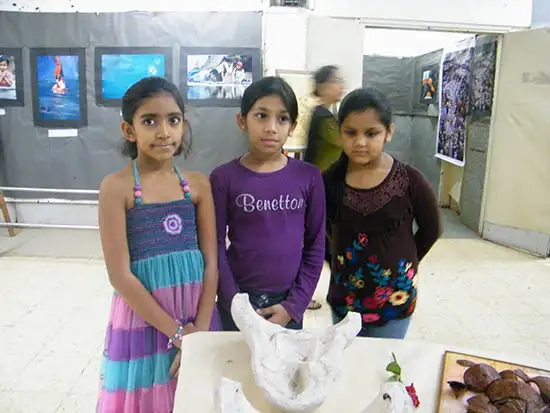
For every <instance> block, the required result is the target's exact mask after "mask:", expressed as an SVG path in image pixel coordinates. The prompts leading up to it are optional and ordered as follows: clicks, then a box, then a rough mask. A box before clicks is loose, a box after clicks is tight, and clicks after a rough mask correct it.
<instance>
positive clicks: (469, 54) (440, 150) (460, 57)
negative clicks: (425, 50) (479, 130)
mask: <svg viewBox="0 0 550 413" xmlns="http://www.w3.org/2000/svg"><path fill="white" fill-rule="evenodd" d="M474 45H475V39H474V38H473V37H472V38H467V39H464V40H461V41H460V42H457V43H456V44H455V45H452V46H449V47H447V48H445V49H443V56H442V59H441V91H440V102H439V120H438V128H437V142H436V153H435V157H436V158H439V159H442V160H444V161H447V162H450V163H452V164H454V165H457V166H464V165H465V163H466V136H467V129H468V115H469V111H470V89H471V87H472V84H471V81H472V67H471V64H472V56H473V53H474Z"/></svg>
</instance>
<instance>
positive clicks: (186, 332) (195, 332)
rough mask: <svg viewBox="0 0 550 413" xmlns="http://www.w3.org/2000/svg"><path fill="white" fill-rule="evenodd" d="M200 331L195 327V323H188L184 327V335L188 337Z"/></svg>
mask: <svg viewBox="0 0 550 413" xmlns="http://www.w3.org/2000/svg"><path fill="white" fill-rule="evenodd" d="M197 331H199V329H198V328H197V327H195V324H193V323H187V324H186V325H184V326H183V335H184V336H186V335H187V334H191V333H196V332H197Z"/></svg>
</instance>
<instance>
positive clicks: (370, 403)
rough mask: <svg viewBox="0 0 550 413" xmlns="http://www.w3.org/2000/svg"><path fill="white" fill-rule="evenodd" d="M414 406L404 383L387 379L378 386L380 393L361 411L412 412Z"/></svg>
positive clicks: (366, 412) (413, 410) (410, 412)
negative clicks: (388, 381)
mask: <svg viewBox="0 0 550 413" xmlns="http://www.w3.org/2000/svg"><path fill="white" fill-rule="evenodd" d="M414 411H415V407H414V404H413V401H412V399H411V396H409V393H408V392H407V389H406V388H405V385H404V384H403V383H401V382H398V381H389V382H386V383H383V384H382V386H380V393H379V394H378V396H376V398H375V399H374V400H373V401H372V402H371V403H370V404H369V405H368V406H367V408H366V409H365V410H363V411H362V412H361V413H412V412H414Z"/></svg>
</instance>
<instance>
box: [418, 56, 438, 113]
mask: <svg viewBox="0 0 550 413" xmlns="http://www.w3.org/2000/svg"><path fill="white" fill-rule="evenodd" d="M421 76H422V78H421V79H420V103H423V104H430V103H435V102H437V94H438V93H439V92H438V89H437V88H438V80H439V66H437V65H433V66H427V67H424V68H423V69H422V75H421Z"/></svg>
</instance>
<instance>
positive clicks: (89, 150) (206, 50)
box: [0, 12, 262, 225]
mask: <svg viewBox="0 0 550 413" xmlns="http://www.w3.org/2000/svg"><path fill="white" fill-rule="evenodd" d="M29 28H32V29H29ZM0 38H1V39H2V47H3V48H4V50H5V48H6V47H12V48H19V50H20V51H21V57H20V58H19V59H15V60H18V61H16V62H15V68H11V69H13V70H12V71H13V73H14V74H15V78H16V80H17V83H18V84H20V85H23V84H24V85H25V87H24V89H23V90H22V93H17V99H19V98H24V102H19V103H22V104H19V105H18V106H11V105H10V104H9V103H8V105H7V106H6V100H5V99H4V100H2V95H1V94H0V108H5V111H6V114H5V116H0V135H1V137H2V146H3V156H2V158H1V159H0V165H2V166H3V172H4V173H5V175H4V178H5V179H4V181H5V182H4V183H5V184H6V185H7V186H11V187H28V188H59V189H97V188H98V185H99V182H100V180H101V179H102V177H103V176H105V175H106V174H108V173H110V172H113V171H115V170H117V169H118V168H120V167H121V166H122V165H124V163H125V162H127V159H124V158H123V157H122V156H120V154H119V152H118V149H119V146H120V143H121V139H122V138H121V134H120V121H121V113H120V105H119V103H118V101H117V97H120V94H121V93H123V92H124V91H125V90H118V89H119V88H116V87H112V86H113V84H112V83H110V81H111V80H113V78H112V77H111V75H109V74H107V75H104V79H99V76H100V75H99V73H102V70H105V71H109V70H111V69H112V68H113V67H114V68H115V69H116V68H118V69H121V68H122V66H120V63H121V62H122V61H126V60H124V59H127V58H128V56H124V59H122V58H121V57H120V56H118V57H117V56H116V55H111V56H110V57H111V58H110V59H107V60H101V61H102V62H103V65H102V64H100V63H98V59H96V57H97V56H96V48H100V47H105V46H109V47H126V48H132V47H153V48H168V51H169V53H168V54H171V57H170V56H168V57H167V55H165V54H164V53H165V52H166V50H163V49H158V53H156V52H155V51H154V50H156V49H153V50H152V51H148V53H149V52H150V53H152V54H153V57H155V56H156V57H159V58H161V61H162V63H161V64H160V65H159V62H158V61H156V63H154V64H152V66H151V65H150V63H151V62H147V61H145V62H138V60H139V59H138V57H139V56H137V57H135V58H132V59H131V60H132V67H134V68H136V67H141V68H142V69H144V73H141V75H140V73H137V69H136V70H133V71H129V72H128V73H125V74H124V76H122V80H123V81H127V80H128V79H129V78H131V77H136V76H137V77H138V78H139V77H142V76H144V75H149V74H152V73H153V72H154V73H156V74H159V75H162V74H164V75H166V76H167V77H169V78H171V79H172V80H173V81H174V82H175V83H176V84H177V85H180V87H181V88H182V92H183V93H184V94H186V97H187V98H188V97H190V96H191V94H192V97H193V98H194V99H199V100H200V99H202V98H203V97H206V95H209V96H213V95H214V94H215V95H216V99H210V100H208V99H205V100H204V103H205V104H207V106H202V105H203V102H202V101H197V100H195V101H194V102H188V105H187V117H188V119H189V121H190V124H191V128H192V139H193V143H192V148H191V152H190V154H189V156H188V157H187V158H186V159H184V157H180V158H178V160H177V162H178V163H179V164H180V165H182V166H185V167H187V168H191V169H196V170H199V171H202V172H204V173H209V172H210V171H211V170H212V169H213V168H214V167H215V166H217V165H219V164H221V163H223V162H226V161H228V160H230V159H232V158H233V157H235V156H238V155H240V154H241V153H243V152H244V151H245V150H246V147H247V142H246V138H245V137H244V136H243V135H242V134H241V133H240V131H238V129H237V128H236V127H233V125H235V113H236V110H237V109H236V107H237V105H238V103H239V99H238V96H236V95H235V94H237V95H238V94H239V93H242V87H235V88H233V87H230V88H229V89H230V90H228V89H227V88H226V87H225V86H224V87H223V88H221V89H220V88H219V87H217V86H216V87H214V88H211V87H205V88H201V87H200V86H197V87H194V86H190V87H189V88H187V90H186V87H187V86H186V85H187V81H188V80H189V81H193V82H194V81H195V80H196V79H195V77H193V78H192V79H191V71H190V72H189V79H187V78H188V76H187V73H180V71H181V70H182V66H185V64H187V63H188V62H187V56H184V55H181V56H180V52H182V53H188V54H190V55H191V54H193V53H195V54H205V55H206V54H215V55H216V58H218V57H219V55H225V54H229V55H233V54H240V55H242V56H243V62H244V67H243V70H242V71H243V76H244V77H243V78H246V79H248V77H250V76H252V77H254V78H259V77H261V75H262V67H261V46H262V16H261V13H259V12H219V13H207V12H195V13H192V12H189V13H155V14H152V13H139V12H135V13H108V14H99V15H96V14H95V13H94V14H84V13H69V14H54V13H51V14H50V13H12V12H2V13H0ZM180 46H185V47H184V48H182V49H181V50H180ZM48 47H56V48H73V49H72V50H68V51H67V50H55V51H50V52H49V51H43V50H36V48H48ZM193 47H196V48H202V49H201V50H198V51H193V49H192V48H193ZM77 49H78V50H77ZM136 50H137V49H136ZM136 50H134V51H133V52H132V51H131V50H130V49H123V51H118V52H117V53H123V54H124V53H126V51H128V53H134V52H136ZM139 50H142V49H139ZM8 52H9V51H8ZM2 53H3V52H2V50H0V54H2ZM155 53H156V54H155ZM55 55H61V56H62V57H61V62H60V63H61V64H62V68H63V72H64V76H65V79H64V80H65V81H66V86H67V90H68V93H54V88H55V87H57V83H58V81H57V78H55V79H56V80H55V81H53V83H52V79H53V78H52V76H54V75H55V74H56V70H57V69H56V67H57V66H56V63H55V57H54V56H55ZM64 55H71V56H68V58H67V56H64ZM75 56H77V57H75ZM247 56H249V57H251V58H252V60H251V59H248V58H247ZM149 57H151V56H149ZM212 59H214V57H212ZM212 59H210V60H209V61H204V62H202V64H204V67H203V68H205V67H206V66H208V65H211V64H213V61H212ZM77 60H78V63H81V64H83V65H81V66H80V67H79V65H77ZM195 60H196V59H195ZM199 60H200V59H199ZM203 60H204V59H203ZM117 62H118V63H117ZM138 63H139V64H138ZM195 63H197V62H195ZM190 64H194V63H190ZM33 65H35V66H34V67H33ZM155 65H156V66H155ZM153 66H154V67H153ZM201 67H202V66H201ZM208 67H210V66H208ZM151 68H153V69H154V71H153V72H151V71H150V70H151ZM115 69H113V73H115V72H116V73H118V76H119V77H118V78H117V79H119V80H120V79H121V77H120V72H117V71H116V70H115ZM190 70H191V68H190ZM252 72H253V73H252ZM105 73H106V72H105ZM109 73H111V72H109ZM200 73H202V72H201V71H199V72H197V73H194V74H193V76H199V75H200ZM112 76H116V75H115V74H112ZM77 78H79V79H85V80H82V81H80V80H78V81H77V80H76V79H77ZM48 82H49V83H48ZM46 83H48V84H47V85H46ZM54 83H55V84H56V85H54ZM78 83H80V84H78ZM114 83H116V82H114ZM195 83H197V82H195ZM199 83H200V82H199ZM106 88H107V89H109V90H107V89H106ZM98 89H99V91H98ZM203 89H204V90H203ZM239 91H240V92H239ZM96 92H97V93H96ZM99 92H101V93H99ZM100 94H103V95H104V96H103V97H102V98H101V99H100V96H99V95H100ZM113 97H114V99H112V98H113ZM217 98H219V101H217V100H218V99H217ZM111 104H115V106H111ZM60 107H63V108H64V110H56V109H55V108H57V109H59V108H60ZM61 112H63V115H60V113H61ZM60 116H61V117H63V118H64V120H65V122H59V119H58V120H55V119H56V118H59V117H60ZM77 118H78V119H77ZM212 119H215V120H216V121H215V122H213V121H211V120H212ZM37 124H40V126H37ZM67 127H70V128H71V129H66V128H67ZM187 138H188V137H187ZM9 195H10V196H12V197H17V198H33V199H34V198H36V199H41V198H67V199H70V200H75V199H81V198H85V199H90V198H91V199H94V198H95V197H94V196H93V195H80V196H79V195H75V194H43V193H39V194H34V193H28V192H26V193H13V192H12V193H10V194H9ZM15 205H16V208H15V211H14V208H13V206H14V204H12V205H11V207H12V208H11V211H12V219H13V220H17V221H19V222H26V223H40V224H64V225H96V223H97V212H96V210H95V206H93V205H88V204H80V203H78V202H73V203H72V204H71V205H69V206H68V205H67V204H49V205H44V204H40V205H38V204H32V203H28V202H23V203H17V204H15ZM69 208H70V209H71V211H69ZM69 212H70V213H69Z"/></svg>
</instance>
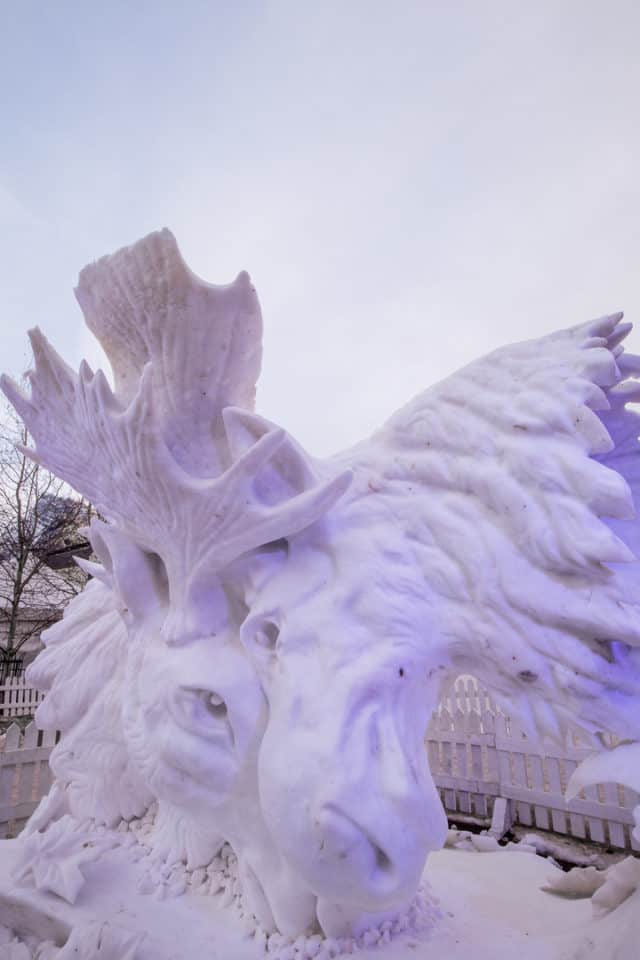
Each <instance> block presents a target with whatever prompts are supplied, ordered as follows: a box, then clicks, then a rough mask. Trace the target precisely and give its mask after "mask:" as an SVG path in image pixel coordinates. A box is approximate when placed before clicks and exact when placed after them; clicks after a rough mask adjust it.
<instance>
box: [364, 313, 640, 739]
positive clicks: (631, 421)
mask: <svg viewBox="0 0 640 960" xmlns="http://www.w3.org/2000/svg"><path fill="white" fill-rule="evenodd" d="M630 329H631V325H630V324H625V323H622V314H615V315H613V316H607V317H603V318H601V319H599V320H595V321H592V322H590V323H587V324H583V325H581V326H577V327H574V328H572V329H568V330H563V331H561V332H558V333H554V334H552V335H550V336H546V337H543V338H541V339H539V340H532V341H528V342H525V343H521V344H516V345H513V346H509V347H505V348H502V349H500V350H497V351H495V352H494V353H492V354H490V355H489V356H487V357H485V358H483V359H481V360H479V361H477V362H475V363H472V364H471V365H469V366H468V367H466V368H464V369H463V370H461V371H460V372H458V373H456V374H454V375H453V376H451V377H449V378H448V379H446V380H444V381H442V382H441V383H439V384H437V385H436V386H434V387H432V388H431V389H429V390H427V391H425V392H424V393H423V394H421V395H420V396H418V397H416V398H415V399H414V400H413V401H411V402H410V403H409V404H408V405H407V406H406V407H404V408H403V409H401V410H400V411H399V412H398V413H396V414H395V415H394V416H393V417H392V418H391V420H390V421H389V422H388V423H387V424H386V425H385V426H384V427H383V428H382V430H381V431H379V432H378V434H376V435H374V438H372V443H371V444H370V445H369V449H373V450H377V451H384V455H383V456H384V466H383V468H382V471H381V472H382V475H383V482H386V483H387V484H388V485H391V486H395V491H396V495H397V493H398V492H401V493H402V494H403V497H402V498H401V502H402V503H403V504H404V506H403V508H402V510H403V515H402V522H404V527H405V532H406V534H407V535H409V536H410V537H411V539H412V542H413V543H414V544H415V541H416V540H419V541H420V544H421V550H420V551H418V555H419V556H420V557H421V558H422V559H421V562H422V565H423V568H424V578H425V584H426V585H427V589H428V590H430V591H431V593H432V595H433V601H432V602H433V607H434V610H435V611H436V614H437V622H438V624H439V630H440V635H441V636H443V637H445V638H446V642H447V644H448V648H449V652H450V655H451V662H452V664H453V667H454V668H455V669H456V670H457V671H464V672H474V673H475V674H476V675H479V676H481V677H482V678H483V679H484V680H485V681H486V682H487V683H488V684H490V685H492V686H493V687H494V689H496V690H497V692H498V693H499V694H500V695H501V696H502V698H503V700H505V701H507V702H508V705H509V708H510V709H512V710H515V711H517V712H518V713H519V714H520V715H521V716H522V717H523V718H525V719H530V720H532V721H533V723H534V724H535V726H536V727H537V728H539V729H540V730H542V732H544V733H549V734H558V732H559V730H558V721H559V719H560V722H561V723H562V722H563V721H576V720H577V721H579V722H580V723H581V724H582V725H583V726H584V727H585V728H587V729H591V730H592V731H594V732H596V731H602V730H607V729H615V730H617V731H618V732H620V733H621V734H622V735H624V736H631V737H634V738H640V707H639V704H640V565H639V563H638V559H637V557H638V556H639V555H640V525H639V523H638V521H637V520H636V516H635V508H634V499H635V498H636V497H638V496H640V456H639V453H640V448H639V446H638V433H639V432H640V418H639V417H638V414H637V413H636V412H635V411H634V409H633V408H632V407H630V406H629V404H632V403H633V402H634V401H637V400H640V383H638V382H637V381H636V380H635V379H633V378H634V375H635V374H636V373H637V372H638V371H640V359H639V358H637V357H634V356H629V355H627V354H625V353H624V351H623V346H622V341H623V340H624V338H625V337H626V336H627V334H628V333H629V330H630ZM396 499H397V500H398V498H397V496H396Z"/></svg>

....................

*Exercise goal*.
Go through the records above and, whenever a line includes the word "positive", copy it.

*Result for this task*.
positive clicks: (469, 54) (440, 150) (460, 57)
positive clicks: (186, 332) (195, 332)
positive clicks: (370, 403)
positive clicks: (366, 412) (413, 410) (410, 412)
positive clicks: (89, 150) (206, 50)
positive clicks: (631, 421)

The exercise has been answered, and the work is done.